» Data rows
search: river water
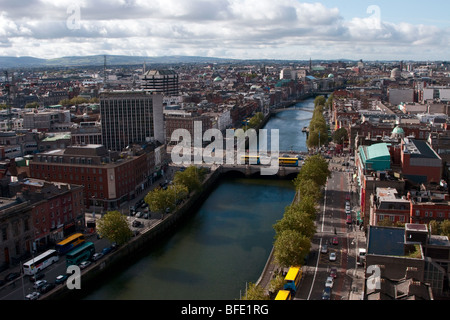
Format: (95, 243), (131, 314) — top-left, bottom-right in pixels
(85, 100), (314, 300)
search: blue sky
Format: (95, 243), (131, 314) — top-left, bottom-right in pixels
(0, 0), (450, 61)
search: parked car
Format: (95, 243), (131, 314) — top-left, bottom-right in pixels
(39, 283), (55, 294)
(131, 220), (142, 228)
(330, 252), (336, 261)
(102, 247), (112, 255)
(346, 214), (353, 224)
(92, 252), (103, 261)
(322, 287), (331, 300)
(80, 261), (91, 269)
(325, 277), (334, 288)
(33, 280), (48, 290)
(25, 291), (41, 300)
(55, 274), (69, 284)
(330, 268), (337, 279)
(5, 272), (20, 282)
(30, 273), (45, 282)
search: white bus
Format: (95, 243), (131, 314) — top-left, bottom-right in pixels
(23, 250), (59, 276)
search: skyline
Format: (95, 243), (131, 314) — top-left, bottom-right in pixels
(0, 0), (450, 61)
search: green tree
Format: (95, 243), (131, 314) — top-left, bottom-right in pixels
(332, 128), (348, 144)
(25, 101), (39, 109)
(241, 282), (269, 300)
(274, 230), (311, 268)
(144, 184), (188, 213)
(97, 211), (133, 245)
(294, 154), (331, 189)
(314, 96), (327, 107)
(291, 194), (317, 220)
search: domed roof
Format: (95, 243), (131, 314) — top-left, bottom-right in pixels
(392, 126), (405, 136)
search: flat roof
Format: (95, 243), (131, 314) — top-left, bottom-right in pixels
(367, 226), (405, 256)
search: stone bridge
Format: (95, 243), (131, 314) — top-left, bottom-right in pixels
(217, 164), (301, 179)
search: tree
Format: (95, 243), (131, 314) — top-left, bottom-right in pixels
(173, 166), (205, 192)
(332, 128), (348, 144)
(274, 206), (316, 239)
(97, 211), (133, 245)
(294, 154), (331, 189)
(25, 101), (39, 109)
(144, 184), (188, 213)
(274, 230), (311, 268)
(291, 194), (317, 220)
(314, 96), (327, 107)
(241, 282), (269, 300)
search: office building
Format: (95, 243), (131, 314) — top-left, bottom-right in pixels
(100, 91), (165, 152)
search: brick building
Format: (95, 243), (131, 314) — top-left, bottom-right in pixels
(30, 145), (158, 210)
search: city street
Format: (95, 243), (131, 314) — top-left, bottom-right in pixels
(295, 157), (365, 300)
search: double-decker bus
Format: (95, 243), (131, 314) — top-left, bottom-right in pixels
(22, 250), (59, 276)
(283, 267), (302, 294)
(241, 156), (261, 165)
(278, 157), (298, 167)
(66, 242), (95, 267)
(275, 290), (292, 300)
(56, 233), (85, 255)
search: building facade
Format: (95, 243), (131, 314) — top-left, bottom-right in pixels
(100, 91), (164, 152)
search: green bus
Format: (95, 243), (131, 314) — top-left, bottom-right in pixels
(66, 242), (95, 267)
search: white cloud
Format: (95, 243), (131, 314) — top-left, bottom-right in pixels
(0, 0), (450, 59)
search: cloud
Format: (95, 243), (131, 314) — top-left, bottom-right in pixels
(0, 0), (450, 59)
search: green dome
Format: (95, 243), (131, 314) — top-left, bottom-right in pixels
(392, 127), (405, 134)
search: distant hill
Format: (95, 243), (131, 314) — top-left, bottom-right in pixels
(0, 55), (237, 69)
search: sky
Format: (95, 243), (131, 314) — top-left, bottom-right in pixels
(0, 0), (450, 61)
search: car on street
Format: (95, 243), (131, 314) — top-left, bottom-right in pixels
(345, 214), (353, 224)
(330, 268), (337, 279)
(30, 273), (45, 282)
(92, 252), (103, 261)
(33, 280), (48, 290)
(25, 291), (41, 300)
(102, 247), (112, 255)
(322, 287), (331, 300)
(5, 272), (20, 282)
(131, 220), (142, 228)
(55, 274), (69, 284)
(330, 252), (336, 261)
(80, 261), (91, 269)
(325, 277), (334, 288)
(39, 282), (55, 294)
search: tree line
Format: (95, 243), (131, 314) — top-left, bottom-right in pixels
(97, 166), (207, 245)
(242, 154), (331, 300)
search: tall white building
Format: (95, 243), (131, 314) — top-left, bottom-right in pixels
(100, 91), (165, 151)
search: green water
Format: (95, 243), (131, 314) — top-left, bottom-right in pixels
(85, 179), (294, 300)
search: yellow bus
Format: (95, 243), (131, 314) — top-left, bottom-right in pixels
(278, 157), (298, 167)
(241, 156), (261, 165)
(56, 233), (85, 255)
(283, 267), (302, 294)
(275, 290), (292, 300)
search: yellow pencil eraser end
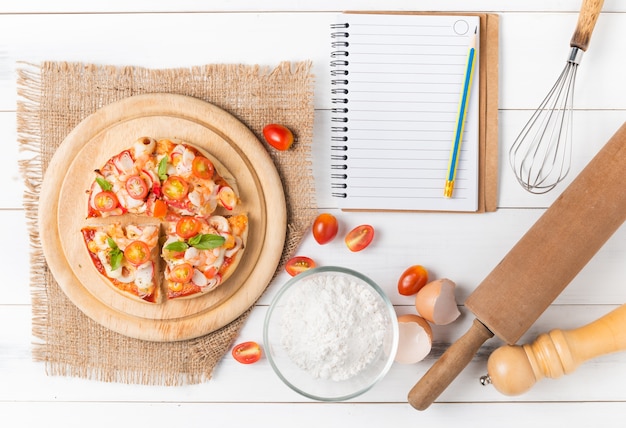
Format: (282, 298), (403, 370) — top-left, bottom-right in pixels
(443, 181), (454, 198)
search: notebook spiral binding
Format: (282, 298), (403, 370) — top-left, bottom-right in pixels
(330, 23), (350, 198)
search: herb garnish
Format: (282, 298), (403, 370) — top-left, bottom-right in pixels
(107, 237), (124, 270)
(165, 233), (226, 252)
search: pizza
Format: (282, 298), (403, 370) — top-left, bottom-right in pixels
(81, 222), (160, 303)
(81, 137), (248, 304)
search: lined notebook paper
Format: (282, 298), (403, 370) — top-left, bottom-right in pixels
(331, 13), (480, 211)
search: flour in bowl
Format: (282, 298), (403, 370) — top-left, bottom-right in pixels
(281, 274), (388, 381)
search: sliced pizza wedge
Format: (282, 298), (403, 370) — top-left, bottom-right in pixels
(161, 214), (248, 299)
(81, 222), (161, 303)
(156, 139), (239, 217)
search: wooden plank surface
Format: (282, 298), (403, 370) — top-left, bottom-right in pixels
(0, 0), (626, 427)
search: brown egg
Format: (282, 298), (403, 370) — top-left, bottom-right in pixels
(415, 278), (461, 325)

» Problem description
Replace "search" with "query" in the records, starting with the first line and going on through the line that contains "(30, 145), (158, 210)", and leave everything else unchanged. Omit the pictures from your answer.

» Written answer
query: river water
Format: (95, 243), (131, 314) — top-left, bottom-right in pixels
(85, 100), (314, 300)
query: blue sky
Format: (95, 243), (131, 314) — top-left, bottom-right in pixels
(0, 0), (450, 61)
query: parked car
Format: (95, 243), (131, 314) — top-left, bottom-right in pixels
(39, 283), (55, 294)
(131, 220), (142, 228)
(330, 252), (336, 261)
(102, 247), (112, 255)
(346, 214), (353, 224)
(92, 252), (103, 261)
(322, 287), (331, 300)
(80, 261), (91, 269)
(325, 277), (334, 288)
(33, 280), (48, 290)
(25, 291), (41, 300)
(55, 274), (69, 284)
(330, 268), (337, 279)
(5, 272), (20, 282)
(30, 273), (45, 282)
query: white bus
Format: (95, 243), (131, 314) — top-left, bottom-right in pixels
(23, 250), (59, 276)
query: skyline
Format: (95, 243), (131, 314) — top-left, bottom-right in pixels
(0, 0), (450, 61)
query: green tree
Format: (95, 243), (131, 314) — top-left, bottom-right in pixels
(332, 128), (348, 144)
(25, 101), (39, 109)
(241, 282), (269, 300)
(274, 230), (311, 268)
(144, 184), (188, 213)
(97, 211), (133, 245)
(294, 154), (331, 189)
(314, 96), (327, 107)
(291, 194), (317, 220)
query: domed roof
Format: (95, 243), (131, 314) — top-left, bottom-right in pixels
(392, 126), (405, 136)
query: flat roof
Format: (95, 243), (131, 314) — top-left, bottom-right in pixels
(367, 226), (405, 256)
query: stone bridge
Format: (95, 243), (131, 314) — top-left, bottom-right in pixels
(217, 164), (301, 179)
query: tree
Format: (95, 243), (131, 314) — top-left, bottom-right in pixels
(173, 166), (205, 192)
(332, 128), (348, 144)
(274, 206), (316, 239)
(97, 211), (133, 245)
(294, 154), (331, 189)
(25, 101), (39, 109)
(144, 184), (188, 213)
(274, 230), (311, 268)
(291, 194), (317, 220)
(314, 96), (327, 107)
(241, 282), (269, 300)
query: office building
Format: (95, 243), (131, 314) — top-left, bottom-right in pixels
(100, 91), (165, 152)
query: brick building
Format: (95, 243), (131, 314) — top-left, bottom-right in pixels
(30, 145), (158, 210)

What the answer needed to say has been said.